----- SOURCE MATERIAL

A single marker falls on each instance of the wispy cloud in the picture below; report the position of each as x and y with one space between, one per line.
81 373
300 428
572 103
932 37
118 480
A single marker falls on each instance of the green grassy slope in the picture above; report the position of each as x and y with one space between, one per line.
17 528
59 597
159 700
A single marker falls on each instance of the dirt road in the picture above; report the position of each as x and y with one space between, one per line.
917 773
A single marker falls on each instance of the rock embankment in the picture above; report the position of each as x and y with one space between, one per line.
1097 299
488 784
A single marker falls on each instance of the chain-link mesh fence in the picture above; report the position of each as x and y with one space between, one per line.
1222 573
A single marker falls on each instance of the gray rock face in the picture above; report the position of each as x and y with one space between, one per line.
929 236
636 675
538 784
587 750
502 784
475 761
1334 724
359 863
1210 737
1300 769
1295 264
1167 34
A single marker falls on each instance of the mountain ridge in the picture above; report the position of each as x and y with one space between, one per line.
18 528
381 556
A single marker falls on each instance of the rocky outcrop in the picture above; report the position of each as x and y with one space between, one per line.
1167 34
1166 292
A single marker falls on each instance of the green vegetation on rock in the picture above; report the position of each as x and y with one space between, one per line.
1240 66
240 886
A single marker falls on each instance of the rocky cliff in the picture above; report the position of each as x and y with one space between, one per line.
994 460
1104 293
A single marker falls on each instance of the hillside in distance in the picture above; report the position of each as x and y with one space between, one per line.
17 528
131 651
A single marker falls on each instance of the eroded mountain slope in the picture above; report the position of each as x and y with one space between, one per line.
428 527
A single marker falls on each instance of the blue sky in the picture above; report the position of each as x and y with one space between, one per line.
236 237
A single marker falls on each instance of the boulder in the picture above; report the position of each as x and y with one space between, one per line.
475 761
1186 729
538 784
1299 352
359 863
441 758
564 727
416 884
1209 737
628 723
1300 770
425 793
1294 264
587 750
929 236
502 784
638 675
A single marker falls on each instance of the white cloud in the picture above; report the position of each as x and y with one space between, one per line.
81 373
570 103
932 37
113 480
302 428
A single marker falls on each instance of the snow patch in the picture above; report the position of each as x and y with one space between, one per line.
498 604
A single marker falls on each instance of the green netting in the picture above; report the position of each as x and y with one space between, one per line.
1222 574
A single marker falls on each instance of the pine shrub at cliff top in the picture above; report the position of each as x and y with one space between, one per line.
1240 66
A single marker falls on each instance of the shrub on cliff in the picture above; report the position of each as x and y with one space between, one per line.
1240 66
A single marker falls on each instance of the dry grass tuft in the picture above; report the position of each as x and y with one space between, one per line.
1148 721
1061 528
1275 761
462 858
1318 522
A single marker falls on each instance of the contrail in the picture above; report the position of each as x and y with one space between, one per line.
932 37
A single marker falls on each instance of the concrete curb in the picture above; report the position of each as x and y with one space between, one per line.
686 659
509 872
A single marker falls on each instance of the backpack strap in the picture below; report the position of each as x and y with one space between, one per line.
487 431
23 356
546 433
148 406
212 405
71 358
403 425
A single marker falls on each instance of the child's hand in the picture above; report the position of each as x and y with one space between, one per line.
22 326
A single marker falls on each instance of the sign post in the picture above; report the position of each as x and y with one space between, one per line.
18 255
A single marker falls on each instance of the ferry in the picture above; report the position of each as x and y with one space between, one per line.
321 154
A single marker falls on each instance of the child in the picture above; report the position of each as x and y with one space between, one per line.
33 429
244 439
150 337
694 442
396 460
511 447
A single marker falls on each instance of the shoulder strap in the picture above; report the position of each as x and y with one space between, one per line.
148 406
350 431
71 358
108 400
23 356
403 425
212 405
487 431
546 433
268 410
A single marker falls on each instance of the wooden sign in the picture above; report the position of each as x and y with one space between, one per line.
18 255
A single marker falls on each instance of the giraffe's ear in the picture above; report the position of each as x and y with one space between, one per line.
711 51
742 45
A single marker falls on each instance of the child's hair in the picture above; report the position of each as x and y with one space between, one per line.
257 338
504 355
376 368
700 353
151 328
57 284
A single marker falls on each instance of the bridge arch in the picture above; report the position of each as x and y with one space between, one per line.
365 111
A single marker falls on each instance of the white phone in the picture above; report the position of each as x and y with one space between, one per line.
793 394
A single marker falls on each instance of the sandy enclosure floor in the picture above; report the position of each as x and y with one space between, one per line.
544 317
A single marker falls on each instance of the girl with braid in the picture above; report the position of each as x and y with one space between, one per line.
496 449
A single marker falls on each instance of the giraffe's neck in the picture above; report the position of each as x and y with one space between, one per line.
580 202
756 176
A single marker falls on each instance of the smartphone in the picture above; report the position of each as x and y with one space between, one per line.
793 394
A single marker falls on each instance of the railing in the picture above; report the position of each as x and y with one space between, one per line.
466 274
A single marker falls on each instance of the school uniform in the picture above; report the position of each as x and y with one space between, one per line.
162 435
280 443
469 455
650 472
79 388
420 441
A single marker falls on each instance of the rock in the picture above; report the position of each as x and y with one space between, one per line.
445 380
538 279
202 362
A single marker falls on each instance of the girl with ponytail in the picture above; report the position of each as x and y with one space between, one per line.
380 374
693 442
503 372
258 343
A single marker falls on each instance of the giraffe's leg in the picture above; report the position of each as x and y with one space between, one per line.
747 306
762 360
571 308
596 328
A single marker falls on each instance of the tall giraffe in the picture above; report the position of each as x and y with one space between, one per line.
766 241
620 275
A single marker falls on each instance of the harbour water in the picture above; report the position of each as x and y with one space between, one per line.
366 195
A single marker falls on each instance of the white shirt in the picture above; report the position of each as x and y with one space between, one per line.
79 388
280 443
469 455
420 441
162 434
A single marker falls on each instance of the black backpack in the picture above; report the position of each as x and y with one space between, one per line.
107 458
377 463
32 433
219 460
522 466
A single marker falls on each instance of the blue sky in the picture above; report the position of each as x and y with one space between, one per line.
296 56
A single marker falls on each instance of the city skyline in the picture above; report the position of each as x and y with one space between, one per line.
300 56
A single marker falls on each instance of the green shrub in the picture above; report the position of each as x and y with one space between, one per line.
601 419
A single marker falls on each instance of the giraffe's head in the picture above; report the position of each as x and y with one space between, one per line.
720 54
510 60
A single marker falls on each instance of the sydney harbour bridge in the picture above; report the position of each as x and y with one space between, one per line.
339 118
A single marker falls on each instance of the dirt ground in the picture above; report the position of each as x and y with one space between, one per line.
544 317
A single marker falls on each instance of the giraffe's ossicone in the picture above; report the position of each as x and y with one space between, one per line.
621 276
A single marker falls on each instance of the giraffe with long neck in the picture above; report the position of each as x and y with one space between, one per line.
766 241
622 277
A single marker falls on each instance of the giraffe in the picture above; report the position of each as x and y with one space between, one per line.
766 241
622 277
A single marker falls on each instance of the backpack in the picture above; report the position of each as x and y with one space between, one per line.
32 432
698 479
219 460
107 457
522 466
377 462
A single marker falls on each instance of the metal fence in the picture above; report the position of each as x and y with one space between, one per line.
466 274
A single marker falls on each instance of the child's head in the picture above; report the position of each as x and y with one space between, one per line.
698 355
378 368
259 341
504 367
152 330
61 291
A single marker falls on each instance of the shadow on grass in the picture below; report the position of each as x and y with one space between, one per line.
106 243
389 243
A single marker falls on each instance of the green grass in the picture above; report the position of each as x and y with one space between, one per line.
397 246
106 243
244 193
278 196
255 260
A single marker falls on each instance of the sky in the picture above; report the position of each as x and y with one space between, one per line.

----------

Print all of the data exactly as it was given.

→ **WRITTEN RESPONSE**:
A single marker falls on each instance of the wispy cloud in the picture below; report the position of each as x and y with one space between, one per line.
81 373
300 428
572 103
932 37
118 480
A single marker falls on each instance of the green grassy slope in the picture above; report the position of each as x and y with one space between, one per line.
17 528
59 597
159 700
A single marker falls on each instance of the dirt road in the picture above; report the position of each as x and y with one space between, one per line.
917 773
A single marker falls on each instance of the rock embankment in the picture above; report the position of each as x and y with one space between, one per line.
1097 299
488 784
A single marker falls on each instance of the chain-link mesh fence in the picture above; report the position of each as x and y with one space between, one per line.
1222 573
A single marker falls on each instance of the gray rock face in the picture above; report the position of each as x and y with one space between, one per line.
929 236
636 675
538 784
587 750
502 784
475 761
1334 724
359 863
1210 737
1300 769
1295 264
1167 34
A single marker falls on each instance of the mountain ridge in the picture above; report the position of each as x and y with one space between, one per line.
18 528
381 556
A single marker falls on each instance of the rocky outcrop in the picture above; report the position of each as x and y with one space between, one per line.
1167 34
1166 292
A single marker falls on each instance of the green vegetation on rock in the picture above; report the position of each as x and y with one space between, one per line.
1240 66
240 886
A single marker falls on each instance of the rocky cliff in the picture above; report the position of each as x and y with one space between, one per line.
994 460
1104 293
A single marker falls on each instance of the hillside in distance in the picture above; report the position of each as x and y with one space between, one per line.
17 528
131 651
A single marker falls on each instance of the eroded mountain slope in the picture above; report the position of each as x and y with one space between, one per line.
428 527
A single marker falls on each instance of the blue sky in the picture above; report the position of each as x and y with one space between, one per line.
236 237
A single marker falls on each instance of the boulder in the picture above; report the position of each as x and y with one space between, one per line.
475 761
1186 729
538 784
1299 352
359 863
441 758
564 727
416 884
1209 737
628 723
1300 770
425 793
1294 264
587 750
929 236
502 784
638 675
A single marker falls on each instance of the white cloud in the picture above; report the position of each as x and y with one space between, one per line.
81 373
570 103
932 37
113 480
302 428
A single marker falls on each instance of the snow patch in the picture above; report the position of each as x and y with one space between, one per line.
498 604
A single marker falls on each instance of the green netting in the picture above; report the position of each as x and y with one space between, one per line.
1222 574
A single marker falls on each instance of the pine shrub at cliff top in the picture above; report the position of each as x and y with one space between, one per line.
1240 66
A single marker falls on each instance of the shrub on cliff in the picture above; report the position of each as x and y with one space between, one per line.
1240 66
A single marker falls on each instance of the dry grass tuft in the picture above; report the position of each as x and y with one space between, one per line.
1148 721
1061 528
1275 761
462 858
1318 522
A single marker falls on each instance of the contrail in the picture above; report the position of each as x and y with one space between, one per line.
932 37
A single marker falls on each instance of the concrete curb in the picture above; report the position of each as x and y with one space between, one per line.
686 659
509 872
A single marker falls on each instance of the backpack strap in the picture below; report the position of each as x and y with one space between, one per line.
487 431
23 356
546 433
148 406
212 405
71 358
403 425
A single marker falls on each instance of the child's hand in the picture above; report the position of each as x and y with one space between, one per line.
22 326
A single marker falls on each instance of the sign post in the picture above; report the position of each as x and y with one space between, one per line.
18 255
A single marker falls on each instance of the ferry in the picture above; report the position of each as x and y with one space between, one per line.
321 154
A single marker falls on each instance of the child in the picture above; report the position of each as x and y with one space between, one per line.
33 429
244 439
150 337
694 442
396 460
511 447
A single marker falls on each instance of the shoulder strap in the picture above; report the position of each as x and y with one space between, one per line.
148 406
350 431
71 358
108 400
23 356
403 425
212 405
487 431
546 433
268 410
A single marker falls on each instance of the wooden sign in the picture above; report the position of each as x and y with one space between, one per line.
18 255
A single marker falls on each instance of the giraffe's ear in the picture above; report the position of each as x and y with one space between, one per line.
711 51
742 45
A single marker falls on each instance of the child's hair in the picture above; report the position of each as x and y with one space between, one per line.
257 338
504 355
376 368
700 353
151 328
57 284
A single marker falls on each instance of the bridge arch in the picture above; report the position of each as x and y with one space between, one per line.
365 111
A single marker falls on each instance of the white phone in the picture above; report the position of each as x and y with one space between, one per line.
793 394
A single marker falls on each instance of the sandy enclosure floor in the picture above; report the position of each as x and y with one space between, one per line.
544 317
A single marker falls on each instance of the girl with braid in the picture above; report the position of each as x and y with one space between, one per line.
496 449
A single marker falls on each instance of the giraffe's neck in the picture above; report the position of each as x and y with one space between, one per line.
580 202
756 176
A single marker falls on each instance of the smartphone in the picture above; report the position of each as x and y with one space between, one per line.
793 394
A single marker falls on each instance of the railing in the picture above; report the position of each as x and y with one space between, one per line.
466 274
A single marker falls on each instance of the school uniform in the picture above; report the position of each as x and y with one space between, one per line.
162 435
280 443
469 455
650 472
79 388
420 441
A single marker falls on each instance of the rock in the picture above; report the position of each as x and y with one space between, one per line.
445 380
538 279
202 362
A single marker falls on each instance of the girl with ponytail in the picture above; report the position of each as x and y with one space between, one per line.
380 374
693 442
503 372
258 343
A single marker falls on each instance of the giraffe's leg in the picture above; report the position of each as x and y with one space between, one per line.
747 306
762 360
571 308
596 328
A single marker falls on each instance of the tall giraffe in the picture above; report the position of each as x and y with one space between, one per line.
766 241
620 275
A single marker falls on each instance of the harbour water in the picture above; report the position of each as x and y with one space between, one per line.
366 195
A single marker falls on each instance of the white shirt in the picture above; report the position of each as x and y with one space between, one per line.
79 388
280 443
469 455
420 441
162 434
A single marker falls on each instance of the black backpack in the picture above; report the position of each as x and y with one space between, one per line.
107 458
377 463
32 433
219 460
522 466
A single marker falls on each instance of the blue sky in the picture above; report the position of each as x and y with one space between, one per line.
296 56
A single marker falls on each instance of the city skyline in the picture above; report the position of each as x and y with one space between, one per line.
300 56
A single marker falls on each instance of the green shrub in the picture above; report the position of each as x and y with one space between, one per line.
601 419
A single marker falls on each instance of the giraffe's head in the picture above; report the position of each as x and y with one space between, one per line.
720 54
510 60
A single marker falls on each instance of the sydney harbour bridge in the picture above; report the position of each as x and y with one space between, one per line.
339 118
A single marker falls on each instance of the dirt ground in the picture above; report the position of each as x and y with one space between, one per line.
544 317
A single marker falls on each instance of the giraffe's ossicone in the picture above; report the position of each as x and y with one space between, one per line.
621 276
A single marker falls on each instance of the giraffe with long neck in the picture above; report the position of each as x and y with one space between, one per line.
766 241
622 277
A single marker falls on each instance of the giraffe in the picture above; report the position of each as x and y with one space between, one per line.
766 241
622 277
A single marker falls on each instance of the backpack in the picture above; report the position of each as x and y with one space between, one per line.
32 432
698 479
219 460
107 457
522 466
377 462
A single marker falls on each instance of the metal fence in the picture above; report the position of each as x and y with one space between, one per line.
466 274
A single marker falls on each instance of the child's head in the picture above; report the position of each as x and y with one space between, one per line.
698 355
378 368
259 341
504 367
152 330
61 291
A single marker falls on each instance of the shadow on grass in the picture below; report the position of each as x and y with one space between, one per line.
106 243
389 243
A single marker falls on each instance of the green grass in the picture above; report the position of each as x and y with one space between, one per line.
397 246
106 243
244 193
278 196
255 260
A single marker falls on each instance of the sky in the picture above; report the position of each as x and y with one space between, one per line.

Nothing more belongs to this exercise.